• [Work request]:
Every line from the start of the listing below through the line that contains "320L80 400L485 395L478" is to be reproduced word for word.

• [Data for the task]:
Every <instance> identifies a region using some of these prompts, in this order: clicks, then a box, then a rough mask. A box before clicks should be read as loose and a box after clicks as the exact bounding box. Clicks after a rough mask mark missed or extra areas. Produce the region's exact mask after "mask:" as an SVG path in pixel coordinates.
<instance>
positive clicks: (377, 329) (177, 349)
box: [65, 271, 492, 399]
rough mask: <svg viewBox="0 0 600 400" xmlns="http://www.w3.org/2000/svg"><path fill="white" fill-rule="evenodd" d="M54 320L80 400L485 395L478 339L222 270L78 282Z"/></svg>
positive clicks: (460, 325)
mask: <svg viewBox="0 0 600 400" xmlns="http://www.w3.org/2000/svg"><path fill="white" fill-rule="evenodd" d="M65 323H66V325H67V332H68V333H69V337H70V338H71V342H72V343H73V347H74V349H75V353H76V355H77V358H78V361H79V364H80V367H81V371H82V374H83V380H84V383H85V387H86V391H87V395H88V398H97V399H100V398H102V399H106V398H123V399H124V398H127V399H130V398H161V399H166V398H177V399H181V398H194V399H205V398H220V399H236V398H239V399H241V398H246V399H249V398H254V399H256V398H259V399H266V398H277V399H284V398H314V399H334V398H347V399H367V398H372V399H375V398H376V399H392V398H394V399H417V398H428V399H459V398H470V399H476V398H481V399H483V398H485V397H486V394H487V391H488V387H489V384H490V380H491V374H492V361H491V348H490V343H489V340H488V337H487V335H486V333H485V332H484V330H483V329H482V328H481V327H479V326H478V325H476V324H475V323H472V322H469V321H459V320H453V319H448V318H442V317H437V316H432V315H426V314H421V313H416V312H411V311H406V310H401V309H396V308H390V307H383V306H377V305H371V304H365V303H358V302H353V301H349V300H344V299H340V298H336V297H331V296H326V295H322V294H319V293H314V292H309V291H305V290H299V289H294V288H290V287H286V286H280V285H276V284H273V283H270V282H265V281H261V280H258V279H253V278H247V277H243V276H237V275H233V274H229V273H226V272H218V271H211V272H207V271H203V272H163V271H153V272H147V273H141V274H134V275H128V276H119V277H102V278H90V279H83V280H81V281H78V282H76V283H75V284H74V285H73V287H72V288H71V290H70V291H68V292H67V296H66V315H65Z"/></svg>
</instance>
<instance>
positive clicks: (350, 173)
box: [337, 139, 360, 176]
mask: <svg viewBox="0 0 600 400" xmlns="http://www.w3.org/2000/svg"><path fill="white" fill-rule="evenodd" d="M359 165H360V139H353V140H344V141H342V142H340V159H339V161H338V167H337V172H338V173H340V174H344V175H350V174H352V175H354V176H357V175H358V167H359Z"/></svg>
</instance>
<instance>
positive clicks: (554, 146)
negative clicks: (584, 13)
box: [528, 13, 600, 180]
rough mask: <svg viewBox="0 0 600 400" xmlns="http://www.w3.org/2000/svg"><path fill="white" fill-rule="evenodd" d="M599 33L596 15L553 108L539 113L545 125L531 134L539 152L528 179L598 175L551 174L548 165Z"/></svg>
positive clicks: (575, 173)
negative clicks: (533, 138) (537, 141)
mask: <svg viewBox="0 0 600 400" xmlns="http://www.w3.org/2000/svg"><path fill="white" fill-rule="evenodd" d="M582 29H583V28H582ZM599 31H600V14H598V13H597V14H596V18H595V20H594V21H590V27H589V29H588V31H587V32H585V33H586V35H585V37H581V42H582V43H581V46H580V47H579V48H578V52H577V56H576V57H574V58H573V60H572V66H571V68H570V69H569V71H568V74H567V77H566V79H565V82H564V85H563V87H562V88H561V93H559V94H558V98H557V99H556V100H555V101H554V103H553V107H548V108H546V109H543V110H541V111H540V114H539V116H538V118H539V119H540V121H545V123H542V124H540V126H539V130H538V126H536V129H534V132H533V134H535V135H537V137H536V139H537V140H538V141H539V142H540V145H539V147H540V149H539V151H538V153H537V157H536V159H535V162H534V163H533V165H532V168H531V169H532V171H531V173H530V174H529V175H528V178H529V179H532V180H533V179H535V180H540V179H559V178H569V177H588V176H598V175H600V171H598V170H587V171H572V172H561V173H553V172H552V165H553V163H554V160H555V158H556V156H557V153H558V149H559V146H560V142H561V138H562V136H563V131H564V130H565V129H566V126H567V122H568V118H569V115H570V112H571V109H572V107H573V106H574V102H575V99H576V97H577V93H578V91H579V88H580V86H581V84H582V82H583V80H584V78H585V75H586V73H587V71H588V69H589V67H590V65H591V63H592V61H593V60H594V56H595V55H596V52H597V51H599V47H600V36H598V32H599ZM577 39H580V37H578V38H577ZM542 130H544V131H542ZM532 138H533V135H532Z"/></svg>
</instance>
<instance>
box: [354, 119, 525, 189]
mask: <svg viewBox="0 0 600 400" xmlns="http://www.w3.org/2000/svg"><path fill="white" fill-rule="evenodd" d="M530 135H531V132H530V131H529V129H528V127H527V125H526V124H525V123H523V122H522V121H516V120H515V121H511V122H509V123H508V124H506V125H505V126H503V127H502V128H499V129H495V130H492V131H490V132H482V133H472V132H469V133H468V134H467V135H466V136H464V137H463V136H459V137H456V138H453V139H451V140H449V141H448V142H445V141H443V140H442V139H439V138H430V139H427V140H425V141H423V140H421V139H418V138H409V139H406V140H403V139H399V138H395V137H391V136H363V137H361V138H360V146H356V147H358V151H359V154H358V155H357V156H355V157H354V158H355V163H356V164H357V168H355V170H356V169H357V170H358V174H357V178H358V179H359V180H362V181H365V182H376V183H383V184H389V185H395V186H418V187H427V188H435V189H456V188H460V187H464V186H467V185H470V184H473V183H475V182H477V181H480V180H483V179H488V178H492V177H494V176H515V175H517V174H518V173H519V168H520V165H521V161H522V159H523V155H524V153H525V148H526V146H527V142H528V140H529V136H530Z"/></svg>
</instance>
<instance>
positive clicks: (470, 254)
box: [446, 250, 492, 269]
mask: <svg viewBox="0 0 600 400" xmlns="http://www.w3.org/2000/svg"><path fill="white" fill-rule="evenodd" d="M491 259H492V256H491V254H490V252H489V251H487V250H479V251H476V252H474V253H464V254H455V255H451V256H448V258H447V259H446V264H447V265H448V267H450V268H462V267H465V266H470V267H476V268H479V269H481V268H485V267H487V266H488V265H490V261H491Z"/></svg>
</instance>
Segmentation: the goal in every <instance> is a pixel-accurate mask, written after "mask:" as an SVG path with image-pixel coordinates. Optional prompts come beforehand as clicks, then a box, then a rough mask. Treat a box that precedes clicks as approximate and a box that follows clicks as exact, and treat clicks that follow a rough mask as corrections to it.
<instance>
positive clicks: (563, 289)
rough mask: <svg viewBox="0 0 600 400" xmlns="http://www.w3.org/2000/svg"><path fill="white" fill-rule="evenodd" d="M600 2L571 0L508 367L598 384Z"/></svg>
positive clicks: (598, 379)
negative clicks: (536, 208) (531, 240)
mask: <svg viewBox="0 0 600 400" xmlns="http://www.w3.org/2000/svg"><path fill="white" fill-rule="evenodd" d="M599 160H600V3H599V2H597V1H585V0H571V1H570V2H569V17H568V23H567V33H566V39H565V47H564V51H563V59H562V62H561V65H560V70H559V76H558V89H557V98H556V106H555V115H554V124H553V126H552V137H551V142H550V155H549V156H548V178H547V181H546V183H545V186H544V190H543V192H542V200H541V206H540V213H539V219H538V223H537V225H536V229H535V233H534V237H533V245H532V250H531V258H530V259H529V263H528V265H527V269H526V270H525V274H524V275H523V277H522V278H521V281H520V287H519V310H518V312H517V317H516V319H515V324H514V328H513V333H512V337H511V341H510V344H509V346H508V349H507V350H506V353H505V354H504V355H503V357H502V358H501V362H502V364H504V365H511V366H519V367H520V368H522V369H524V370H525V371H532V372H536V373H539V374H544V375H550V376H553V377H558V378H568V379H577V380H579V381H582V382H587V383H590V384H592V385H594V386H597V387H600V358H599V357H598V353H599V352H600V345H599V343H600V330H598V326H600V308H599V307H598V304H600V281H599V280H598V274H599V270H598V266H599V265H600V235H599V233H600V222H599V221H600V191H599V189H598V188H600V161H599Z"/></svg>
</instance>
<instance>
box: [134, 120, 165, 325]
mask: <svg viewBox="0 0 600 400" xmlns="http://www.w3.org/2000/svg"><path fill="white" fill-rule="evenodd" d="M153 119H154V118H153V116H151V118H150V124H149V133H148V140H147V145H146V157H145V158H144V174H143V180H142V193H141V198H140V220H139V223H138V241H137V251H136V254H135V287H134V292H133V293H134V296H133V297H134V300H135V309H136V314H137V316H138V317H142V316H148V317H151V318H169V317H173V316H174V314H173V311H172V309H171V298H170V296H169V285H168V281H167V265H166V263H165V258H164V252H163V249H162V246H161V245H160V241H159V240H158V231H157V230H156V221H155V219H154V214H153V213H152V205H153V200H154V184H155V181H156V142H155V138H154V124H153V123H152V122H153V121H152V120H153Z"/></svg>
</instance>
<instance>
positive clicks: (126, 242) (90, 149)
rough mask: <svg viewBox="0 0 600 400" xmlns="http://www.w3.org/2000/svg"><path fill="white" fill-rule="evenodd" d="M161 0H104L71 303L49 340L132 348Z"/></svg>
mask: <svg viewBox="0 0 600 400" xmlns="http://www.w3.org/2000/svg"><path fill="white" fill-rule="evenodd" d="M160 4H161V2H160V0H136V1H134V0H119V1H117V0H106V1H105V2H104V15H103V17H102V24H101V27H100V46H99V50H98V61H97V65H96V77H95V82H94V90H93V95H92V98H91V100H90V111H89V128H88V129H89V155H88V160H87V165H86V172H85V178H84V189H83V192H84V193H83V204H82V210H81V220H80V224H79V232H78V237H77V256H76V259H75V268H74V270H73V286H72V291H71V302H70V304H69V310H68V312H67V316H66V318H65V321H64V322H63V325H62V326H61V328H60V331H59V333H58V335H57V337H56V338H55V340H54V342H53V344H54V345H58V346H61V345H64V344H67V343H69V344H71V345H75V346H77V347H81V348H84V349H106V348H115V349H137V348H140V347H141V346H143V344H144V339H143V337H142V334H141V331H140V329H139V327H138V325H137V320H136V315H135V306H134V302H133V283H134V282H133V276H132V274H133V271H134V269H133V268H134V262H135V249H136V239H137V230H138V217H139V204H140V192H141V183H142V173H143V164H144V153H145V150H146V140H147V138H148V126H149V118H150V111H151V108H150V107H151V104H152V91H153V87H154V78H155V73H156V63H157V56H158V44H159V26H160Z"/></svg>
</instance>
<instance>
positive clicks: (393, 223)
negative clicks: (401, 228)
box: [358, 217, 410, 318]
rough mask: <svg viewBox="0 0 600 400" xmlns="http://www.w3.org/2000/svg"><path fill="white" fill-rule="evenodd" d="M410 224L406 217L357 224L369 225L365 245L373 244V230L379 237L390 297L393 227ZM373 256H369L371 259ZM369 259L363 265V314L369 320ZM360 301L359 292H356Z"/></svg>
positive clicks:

• [Solved exercise]:
Every <instance> identifies a region using some of these prompts, in this order: clicks, then a box, then a rough mask. A box before clicks should be read as loose and a box after clicks as the exact bounding box. Clicks after a rough mask mark missed or extra areas. Produce the region's exact mask after "mask:" as an SVG path in pixel coordinates.
<instance>
positive clicks: (377, 329) (177, 349)
box: [65, 271, 492, 399]
rough mask: <svg viewBox="0 0 600 400" xmlns="http://www.w3.org/2000/svg"><path fill="white" fill-rule="evenodd" d="M54 320L80 400L485 395L478 339L222 270L78 282Z"/></svg>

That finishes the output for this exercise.